READING PASSAGE -

List available TKRs:

kubectl get TanzuKubernetesReleases

Adjust the values in 00-createcluster.yaml if desired, then

kubectl apply -f 00-createcluster.yaml

Test the Workload Cluster

Once the workload cluster is up and running, you can find the server address by navigating to the "test-namespace" in workload management, then copy the link to the CLI tools. For me it was "https://192.168.139.6".

kubectl vsphere login --server 192.168.139.6 --tanzu-kubernetes-cluster-namespace test-namespace \
  --tanzu-kubernetes-cluster-name dev-cluster -u [email protected] \
  --insecure-skip-tls-verify

For vSphere 8, and TKR 1.25 or later, we need to open up the pod security admission controller. Details here: https://docs.vmware.com/en/VMware-vSphere/8.0/vsphere-with-tanzu-tkg/GUID-B57DA879-89FD-4C34-8ADB-B21CB3AE67F6.html

kubectl label --overwrite ns default pod-security.kubernetes.io/enforce=privileged

Deploy a test pod and service...

kubectl run kuard --restart=Never --image=gcr.io/kuar-demo/kuard-amd64:blue

kubectl expose pod kuard --type=LoadBalancer --port=80 --target-port=8080

After this, you should be able to hit kuard at the IP exposed by the load balancer. You can retrive the IP address with this command: kubectl get svc kuard. Hit Kuard with the external-ip, for me it was http://192.168.139.8

Resources

Reference Architectures: https://github.com/vmware-tanzu-labs/tanzu-validated-solutions

Troubleshooting

Check NTP Configuration

All hosts should have NTP configured. This is a simple PowerShell command set you can use to check it:

Connect-VIServer vcsa.tkgs.tanzuathome.net -User administrator@vsphere.local -Password VMware1!

GIVEN MATERIAL -
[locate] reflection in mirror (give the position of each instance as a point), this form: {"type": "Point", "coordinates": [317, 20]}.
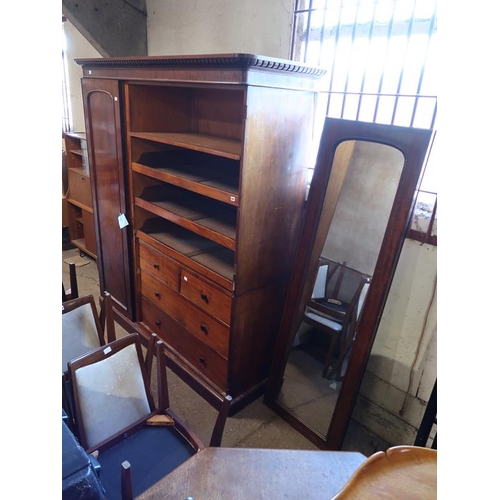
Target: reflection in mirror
{"type": "Point", "coordinates": [349, 238]}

TASK SET -
**a)** According to the Tanzu cluster guide, which command retrieves the IP address of the kuard service?
**b)** Copy the stretch of the Tanzu cluster guide from "For vSphere 8, and" through "pod and service..." word for word.

THE REPLIES -
**a)** kubectl get svc kuard

**b)**
For vSphere 8, and TKR 1.25 or later, we need to open up the pod security admission controller. Details here: https://docs.vmware.com/en/VMware-vSphere/8.0/vsphere-with-tanzu-tkg/GUID-B57DA879-89FD-4C34-8ADB-B21CB3AE67F6.html

kubectl label --overwrite ns default pod-security.kubernetes.io/enforce=privileged

Deploy a test pod and service...